+++ Extrait de page
Sur le terrain, certains membres du personnel soignant s’agacent aussi de ce qu’ils estiment être une charge administrative supplémentaire au quotidien. Le temps passé à cocher des cases, remplir des formulaires ou encoder des paramètres dans les dossiers informatisés se ferait au détriment du temps passé au chevet du patient. D’aucuns pointent également des différences culturelles entre l’Amérique du Nord – d’où sont issus les deux organismes accréditeurs – et l’Europe, notamment dans l’implication du patient. En effet, dans ces référentiels anglosaxons, plus la patientèle est impliquée, plus vous avez de chance d’obtenir un niveau d’accréditation élevé.
La notion de "patient partenaire/expert" est centrale dans la philosophie de soins prônée par les organismes accréditeurs. Elle comporte deux dimensions :
Le patient partenaire et cogestionnaire de l’hôpital : il s’agit de mettre sur pied des comités de patients qui participent activement aux réflexions et à l’organisation des soins. Ils peuvent même intégrer le conseil d’administration de l’hôpital.
++++++
+++ Données extraites
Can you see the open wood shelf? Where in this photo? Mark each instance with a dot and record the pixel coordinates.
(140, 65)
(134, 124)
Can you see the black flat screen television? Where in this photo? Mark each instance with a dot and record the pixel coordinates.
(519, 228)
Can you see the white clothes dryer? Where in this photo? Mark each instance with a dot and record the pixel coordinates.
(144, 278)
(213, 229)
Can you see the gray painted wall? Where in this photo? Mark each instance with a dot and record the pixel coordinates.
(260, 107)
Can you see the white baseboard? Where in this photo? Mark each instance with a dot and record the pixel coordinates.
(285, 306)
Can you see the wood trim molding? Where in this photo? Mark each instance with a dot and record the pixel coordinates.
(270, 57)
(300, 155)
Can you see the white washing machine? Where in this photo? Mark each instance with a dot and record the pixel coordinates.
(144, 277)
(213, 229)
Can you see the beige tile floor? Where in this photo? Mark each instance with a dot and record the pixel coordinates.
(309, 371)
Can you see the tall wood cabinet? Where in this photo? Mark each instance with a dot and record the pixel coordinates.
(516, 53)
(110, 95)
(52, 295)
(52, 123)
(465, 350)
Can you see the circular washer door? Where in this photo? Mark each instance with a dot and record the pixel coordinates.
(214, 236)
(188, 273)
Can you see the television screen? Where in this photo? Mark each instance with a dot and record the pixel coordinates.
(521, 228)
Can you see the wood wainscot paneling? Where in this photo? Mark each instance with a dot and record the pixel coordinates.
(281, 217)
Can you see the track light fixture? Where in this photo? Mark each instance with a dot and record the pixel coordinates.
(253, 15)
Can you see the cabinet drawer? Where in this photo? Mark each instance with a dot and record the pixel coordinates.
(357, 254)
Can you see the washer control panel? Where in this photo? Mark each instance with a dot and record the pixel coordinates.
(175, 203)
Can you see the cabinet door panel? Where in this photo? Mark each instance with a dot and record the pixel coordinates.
++++++
Objectif :: Reproduisez fidèlement le passage du texte consacré à l'accréditation des hôpitaux qui commence par les mots contenant « Sur le terrain, certains » et s'achève sur « niveau d’accréditation élevé. ». Seul le texte consacré à l'accréditation des hôpitaux doit servir de source.

Réponse ::
Sur le terrain, certains membres du personnel soignant s’agacent aussi de ce qu’ils estiment être une charge administrative supplémentaire au quotidien. Le temps passé à cocher des cases, remplir des formulaires ou encoder des paramètres dans les dossiers informatisés se ferait au détriment du temps passé au chevet du patient. D’aucuns pointent également des différences culturelles entre l’Amérique du Nord – d’où sont issus les deux organismes accréditeurs – et l’Europe, notamment dans l’implication du patient. En effet, dans ces référentiels anglosaxons, plus la patientèle est impliquée, plus vous avez de chance d’obtenir un niveau d’accréditation élevé.